Dataset items
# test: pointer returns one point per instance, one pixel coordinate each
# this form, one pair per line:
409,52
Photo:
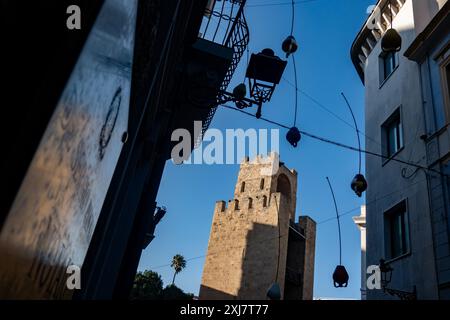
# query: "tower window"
264,201
284,186
236,204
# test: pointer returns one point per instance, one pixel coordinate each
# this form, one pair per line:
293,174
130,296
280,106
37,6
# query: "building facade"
254,240
360,222
406,110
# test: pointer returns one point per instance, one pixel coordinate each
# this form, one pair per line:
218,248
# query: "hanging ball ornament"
289,45
293,136
239,92
391,41
359,184
340,277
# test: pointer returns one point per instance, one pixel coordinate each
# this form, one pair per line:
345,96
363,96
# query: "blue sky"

# DIRECTIONS
Set the pictures aside and transcribe the data above exactly.

# OUTPUT BELOW
# test: pointer returns one point per instance, one pixel coordinate each
# this form, one pair per line:
409,52
Photo:
# query: "tower window"
264,201
284,186
236,204
# test: pointer returns one point per instance, one pixel coordinate each
# this form, one pair per line:
293,174
130,296
280,106
37,6
# query: "building facade"
254,240
360,222
406,110
# test: pointer returns one point per instance, one pixel coordinate each
# this form, one pair per line:
218,248
# query: "hanging ball ornament"
289,45
293,136
239,92
391,41
359,184
340,277
# test: pointer returns one point per instance, one pixel coordinate each
# this form, one pair per line:
345,96
363,96
# query: "blue sky"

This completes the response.